§ **Work instructions**
Reproduce, with no changes, the line where "Query: dark wood floor" appears and every subsequent line of the listing, the last one included.

===============

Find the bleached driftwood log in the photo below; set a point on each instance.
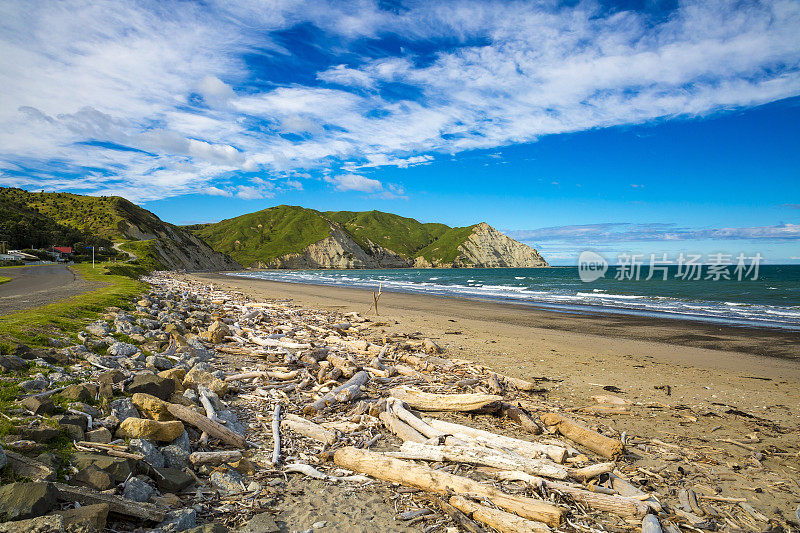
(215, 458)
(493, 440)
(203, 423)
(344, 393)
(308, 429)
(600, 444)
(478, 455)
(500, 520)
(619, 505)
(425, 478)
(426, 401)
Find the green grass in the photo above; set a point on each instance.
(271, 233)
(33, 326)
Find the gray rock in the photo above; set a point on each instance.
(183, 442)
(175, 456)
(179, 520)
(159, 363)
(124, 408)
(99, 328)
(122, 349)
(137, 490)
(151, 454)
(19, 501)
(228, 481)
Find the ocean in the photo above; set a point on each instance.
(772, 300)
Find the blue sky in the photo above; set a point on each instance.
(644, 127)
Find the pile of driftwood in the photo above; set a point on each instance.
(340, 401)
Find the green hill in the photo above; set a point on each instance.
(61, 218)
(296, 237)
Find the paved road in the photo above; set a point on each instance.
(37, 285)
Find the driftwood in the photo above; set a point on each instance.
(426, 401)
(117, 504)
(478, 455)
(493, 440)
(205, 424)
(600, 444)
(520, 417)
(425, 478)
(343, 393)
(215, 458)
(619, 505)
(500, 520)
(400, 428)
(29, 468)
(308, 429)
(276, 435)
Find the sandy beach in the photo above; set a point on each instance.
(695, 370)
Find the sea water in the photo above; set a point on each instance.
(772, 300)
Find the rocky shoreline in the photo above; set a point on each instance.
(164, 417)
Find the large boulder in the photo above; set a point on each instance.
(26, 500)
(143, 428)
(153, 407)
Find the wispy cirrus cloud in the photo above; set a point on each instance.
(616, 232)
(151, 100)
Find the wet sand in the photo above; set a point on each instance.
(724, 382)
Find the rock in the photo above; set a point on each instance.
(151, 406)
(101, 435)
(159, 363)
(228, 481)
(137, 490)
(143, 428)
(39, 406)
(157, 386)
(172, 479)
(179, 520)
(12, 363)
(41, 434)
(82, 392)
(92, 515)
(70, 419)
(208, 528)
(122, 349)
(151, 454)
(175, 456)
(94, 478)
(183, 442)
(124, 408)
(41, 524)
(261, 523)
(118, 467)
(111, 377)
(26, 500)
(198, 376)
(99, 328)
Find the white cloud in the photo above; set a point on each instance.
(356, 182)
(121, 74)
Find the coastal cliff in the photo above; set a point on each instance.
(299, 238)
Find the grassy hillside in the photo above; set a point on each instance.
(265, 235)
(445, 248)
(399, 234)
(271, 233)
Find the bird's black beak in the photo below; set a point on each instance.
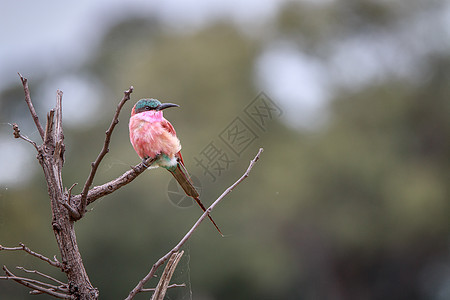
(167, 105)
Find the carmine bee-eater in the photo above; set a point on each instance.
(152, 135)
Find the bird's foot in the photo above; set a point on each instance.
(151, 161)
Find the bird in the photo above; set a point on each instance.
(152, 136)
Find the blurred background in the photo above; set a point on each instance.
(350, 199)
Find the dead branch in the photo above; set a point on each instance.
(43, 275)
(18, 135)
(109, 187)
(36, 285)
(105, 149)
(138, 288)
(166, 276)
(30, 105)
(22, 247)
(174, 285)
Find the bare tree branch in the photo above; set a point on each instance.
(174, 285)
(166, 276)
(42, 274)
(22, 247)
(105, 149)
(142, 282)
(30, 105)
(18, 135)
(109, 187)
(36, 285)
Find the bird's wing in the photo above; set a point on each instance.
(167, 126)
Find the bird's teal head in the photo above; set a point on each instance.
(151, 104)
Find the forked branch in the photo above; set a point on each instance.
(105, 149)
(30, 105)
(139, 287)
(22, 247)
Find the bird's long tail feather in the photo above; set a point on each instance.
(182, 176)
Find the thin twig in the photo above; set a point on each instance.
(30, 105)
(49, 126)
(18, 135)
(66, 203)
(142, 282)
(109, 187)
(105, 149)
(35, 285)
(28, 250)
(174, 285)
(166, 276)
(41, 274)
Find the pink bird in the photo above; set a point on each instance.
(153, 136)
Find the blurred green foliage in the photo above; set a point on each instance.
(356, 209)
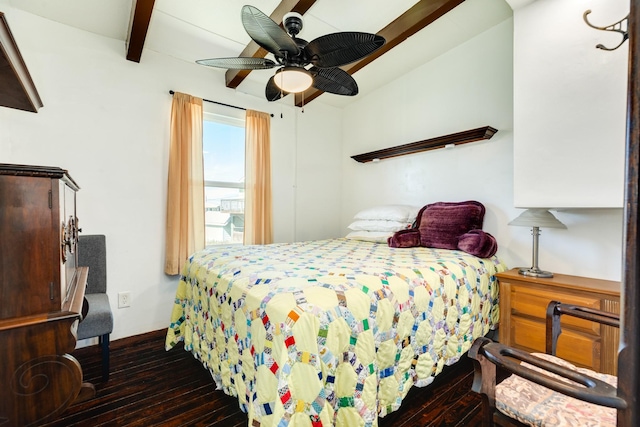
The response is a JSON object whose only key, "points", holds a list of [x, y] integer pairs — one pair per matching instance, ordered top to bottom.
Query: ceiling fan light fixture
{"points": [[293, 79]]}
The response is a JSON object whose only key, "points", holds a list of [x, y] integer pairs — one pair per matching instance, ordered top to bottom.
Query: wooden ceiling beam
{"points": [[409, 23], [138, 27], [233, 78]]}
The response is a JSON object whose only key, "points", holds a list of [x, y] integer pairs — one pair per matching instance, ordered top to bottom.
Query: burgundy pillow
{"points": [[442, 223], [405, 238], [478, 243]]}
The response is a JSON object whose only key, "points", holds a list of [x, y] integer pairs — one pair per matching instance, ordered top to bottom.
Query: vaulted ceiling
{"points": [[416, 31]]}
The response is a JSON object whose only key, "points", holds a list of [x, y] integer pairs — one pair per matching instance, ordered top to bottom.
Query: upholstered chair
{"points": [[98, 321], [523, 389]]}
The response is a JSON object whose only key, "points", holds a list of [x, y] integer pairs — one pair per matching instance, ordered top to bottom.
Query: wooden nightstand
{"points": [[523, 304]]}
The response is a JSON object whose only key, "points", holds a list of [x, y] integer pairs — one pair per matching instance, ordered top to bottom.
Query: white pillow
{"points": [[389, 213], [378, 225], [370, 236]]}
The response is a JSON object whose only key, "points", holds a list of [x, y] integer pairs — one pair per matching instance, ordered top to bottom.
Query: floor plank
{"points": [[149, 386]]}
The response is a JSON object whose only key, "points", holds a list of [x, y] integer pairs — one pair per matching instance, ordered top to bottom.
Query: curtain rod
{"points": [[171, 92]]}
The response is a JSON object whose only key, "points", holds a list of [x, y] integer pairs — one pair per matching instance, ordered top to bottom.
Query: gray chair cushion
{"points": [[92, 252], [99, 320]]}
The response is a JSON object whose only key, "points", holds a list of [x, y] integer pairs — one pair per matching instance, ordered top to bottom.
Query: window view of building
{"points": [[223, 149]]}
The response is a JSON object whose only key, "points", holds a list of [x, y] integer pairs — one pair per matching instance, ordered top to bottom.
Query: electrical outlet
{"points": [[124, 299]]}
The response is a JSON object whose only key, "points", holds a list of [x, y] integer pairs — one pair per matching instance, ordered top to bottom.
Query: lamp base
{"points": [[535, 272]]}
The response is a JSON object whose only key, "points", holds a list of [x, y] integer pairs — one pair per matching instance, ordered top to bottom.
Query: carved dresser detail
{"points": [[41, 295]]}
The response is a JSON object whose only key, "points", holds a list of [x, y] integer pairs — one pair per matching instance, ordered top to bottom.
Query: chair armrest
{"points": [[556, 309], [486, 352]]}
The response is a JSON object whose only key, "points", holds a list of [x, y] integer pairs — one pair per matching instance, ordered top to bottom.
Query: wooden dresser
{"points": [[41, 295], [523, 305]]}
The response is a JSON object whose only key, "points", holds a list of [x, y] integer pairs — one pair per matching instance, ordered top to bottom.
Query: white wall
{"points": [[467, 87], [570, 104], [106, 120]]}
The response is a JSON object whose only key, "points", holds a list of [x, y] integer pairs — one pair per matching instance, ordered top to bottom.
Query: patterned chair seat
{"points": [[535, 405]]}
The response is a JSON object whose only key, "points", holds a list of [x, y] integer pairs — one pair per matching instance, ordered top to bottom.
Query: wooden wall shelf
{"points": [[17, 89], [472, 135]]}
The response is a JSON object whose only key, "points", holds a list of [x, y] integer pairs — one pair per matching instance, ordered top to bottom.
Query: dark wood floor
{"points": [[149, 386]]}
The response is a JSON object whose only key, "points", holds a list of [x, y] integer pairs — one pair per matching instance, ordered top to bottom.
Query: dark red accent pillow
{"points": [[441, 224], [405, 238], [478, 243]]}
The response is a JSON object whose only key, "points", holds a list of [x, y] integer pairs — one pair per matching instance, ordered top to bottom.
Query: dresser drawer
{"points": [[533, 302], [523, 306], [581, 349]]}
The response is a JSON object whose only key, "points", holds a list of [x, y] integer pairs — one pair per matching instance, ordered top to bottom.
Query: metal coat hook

===============

§ **Expected answer**
Query: dark wood floor
{"points": [[149, 386]]}
The response is a JSON object whose only key, "points", holds a list of [x, y] integer pairs — one pair per matching instance, ordered top to bottom.
Query: dark red accent pillow
{"points": [[441, 224], [405, 238], [478, 243]]}
The response is a JSON object whose only key, "points", holds a list of [x, y] integer pairs — one pair per matching instance, ordered top to bottom.
Query: dresser drawer
{"points": [[533, 302], [523, 306], [581, 349]]}
The response is a JSON object whose only key, "points", holds a list of [x, y] integer pairs — one pair per matching instance, ordered top to bottom.
Query: metal coat hook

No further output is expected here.